* Begin Document *
The Comics Journal, by Rob Clough
E.A. Bethea's comics read as detailed, confessional fever dreams. Her comics have the cadence of poetry, the text and images coalescing into commentaries on visual detritus, hilarious observations, charged and frequently sexual memories, and fascinating personal and cultural details.
"The World You Know, As You've Never Seen It Before: E.A.Bethea's 'Book of Daze'"
Ryan C's Four Color Apocalypse, by Ryan Carey
These are the observations of a lifelong romantic, but one whose object of affection is human existence itself — with its foibles, its frailties, its finite nature seen not as flaws, but as the very things that make it worth living and loving; a lyrical expression, told in prose as precise as it is fluid, of the sad everyday magic that is found in times, places, and people forgotten; an appreciation of all things forlorn that loves them both for what they are and how they came to be that way. If you think there is no beauty to be found in desolation, 40 slim pages of panel-border-free, yet tightly-formatted, comics have the power to disabuse you of that notion once and for all.
"Book of Daze – E.A. Bethea Provides a Strong Reminder of the Intimacy and Immediacy that Comics Can Have"
Broken Frontier, by Robin Enrico
This collection of brief and simply constructed visual poems is dripping with a mix of lust and sadness that, while common in prose and poetry, is rarely touched on in comics. The kind of feelings you have buried deep in the private places of your heart until they bubble up to the surface when you are reminded of a past that is now long gone.
* End Document *
Exercise requirements:
#1 In the review excerpts on E.A. Bethea's comics, how many pages does Ryan Carey say the work runs?
#2 Carry on the review excerpts on E.A. Bethea's comics, picking up right after their final sentence.
The records have nothing to do with the review excerpts on E.A. Bethea's comics.
* Begin Entries *
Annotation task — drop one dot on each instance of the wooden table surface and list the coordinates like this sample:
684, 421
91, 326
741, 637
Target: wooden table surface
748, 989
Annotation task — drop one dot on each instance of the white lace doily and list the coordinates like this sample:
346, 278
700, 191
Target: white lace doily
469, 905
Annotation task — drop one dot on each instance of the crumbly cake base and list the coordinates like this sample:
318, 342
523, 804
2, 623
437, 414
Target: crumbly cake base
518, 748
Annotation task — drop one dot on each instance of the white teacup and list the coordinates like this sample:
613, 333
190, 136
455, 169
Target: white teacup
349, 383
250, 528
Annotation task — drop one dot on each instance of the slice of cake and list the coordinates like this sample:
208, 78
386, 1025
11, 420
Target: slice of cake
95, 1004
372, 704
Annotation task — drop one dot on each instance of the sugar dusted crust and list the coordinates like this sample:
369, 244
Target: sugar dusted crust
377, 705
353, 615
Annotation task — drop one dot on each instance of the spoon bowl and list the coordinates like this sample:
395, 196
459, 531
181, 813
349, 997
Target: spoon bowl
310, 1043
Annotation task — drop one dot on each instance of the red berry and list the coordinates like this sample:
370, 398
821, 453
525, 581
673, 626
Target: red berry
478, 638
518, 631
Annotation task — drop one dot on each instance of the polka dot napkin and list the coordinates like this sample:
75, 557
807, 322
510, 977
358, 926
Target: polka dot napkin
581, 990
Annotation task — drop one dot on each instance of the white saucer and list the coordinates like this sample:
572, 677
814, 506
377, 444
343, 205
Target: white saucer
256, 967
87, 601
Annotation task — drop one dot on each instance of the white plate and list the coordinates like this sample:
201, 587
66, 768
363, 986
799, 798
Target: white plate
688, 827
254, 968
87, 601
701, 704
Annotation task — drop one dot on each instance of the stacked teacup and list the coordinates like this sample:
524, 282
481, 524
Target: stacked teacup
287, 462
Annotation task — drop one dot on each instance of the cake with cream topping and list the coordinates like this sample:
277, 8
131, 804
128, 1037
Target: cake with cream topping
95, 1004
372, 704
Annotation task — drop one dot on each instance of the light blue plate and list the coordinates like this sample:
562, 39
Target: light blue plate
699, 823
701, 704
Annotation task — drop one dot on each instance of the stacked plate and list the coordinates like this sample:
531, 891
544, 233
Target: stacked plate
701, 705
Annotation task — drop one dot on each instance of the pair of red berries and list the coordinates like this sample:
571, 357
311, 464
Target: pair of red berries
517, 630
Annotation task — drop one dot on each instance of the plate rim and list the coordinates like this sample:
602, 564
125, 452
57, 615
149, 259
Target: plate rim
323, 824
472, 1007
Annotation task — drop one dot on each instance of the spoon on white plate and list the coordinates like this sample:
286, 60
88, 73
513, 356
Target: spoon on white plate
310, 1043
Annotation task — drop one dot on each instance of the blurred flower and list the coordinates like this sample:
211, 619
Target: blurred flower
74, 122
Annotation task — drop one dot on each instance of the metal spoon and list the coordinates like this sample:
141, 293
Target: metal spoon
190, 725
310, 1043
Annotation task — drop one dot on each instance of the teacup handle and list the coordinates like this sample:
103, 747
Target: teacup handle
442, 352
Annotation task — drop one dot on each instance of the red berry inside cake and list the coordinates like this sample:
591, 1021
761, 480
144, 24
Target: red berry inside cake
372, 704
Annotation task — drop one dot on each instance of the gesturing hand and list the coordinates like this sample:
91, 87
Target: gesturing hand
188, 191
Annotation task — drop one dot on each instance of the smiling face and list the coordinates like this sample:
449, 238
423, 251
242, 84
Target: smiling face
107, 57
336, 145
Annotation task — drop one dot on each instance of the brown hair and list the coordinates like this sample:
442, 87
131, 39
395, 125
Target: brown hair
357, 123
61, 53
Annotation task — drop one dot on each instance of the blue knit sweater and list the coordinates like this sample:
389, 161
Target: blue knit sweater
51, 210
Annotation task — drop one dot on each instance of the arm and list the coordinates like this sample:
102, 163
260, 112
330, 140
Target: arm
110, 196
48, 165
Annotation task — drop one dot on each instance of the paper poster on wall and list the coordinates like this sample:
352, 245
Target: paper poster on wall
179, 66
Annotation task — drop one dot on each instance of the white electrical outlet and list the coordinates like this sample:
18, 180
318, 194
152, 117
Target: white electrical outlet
* End Entries *
Answers for this exercise:
#1 40 slim pages.

#2
"The Last Two Comics I Read"
Longbox Coffin, by Brian Nicholson
It’s said Bethea thinks of her work as relating to cinema, and editing, the narration heavy style makes me think of Chris Marker’s Sans Soleil as the closest corollary. I think also of Lynda Barry, and the method of image-first writing she teaches, where the story originates in the image, as that is what lingers in memory, and then its meaning is explicated in text.
"It’s painfully rare to come across work as deeply personal, unabashedly human, and spiritedly open to life in all its many forms as that of E.A. Bethea. Her comics approach experience with curiosity, acceptance, warmth and good humor. Exceptionally literate, brave, and purely singular, it’s art like this that reminds us of how important and beautiful our lives as human beings are, no matter what."
- John Porcellino on "Book of Daze"
"If you're in pain, which you are, the Book of Daze will cure you." - Laurie Weeks on "Book of Daze"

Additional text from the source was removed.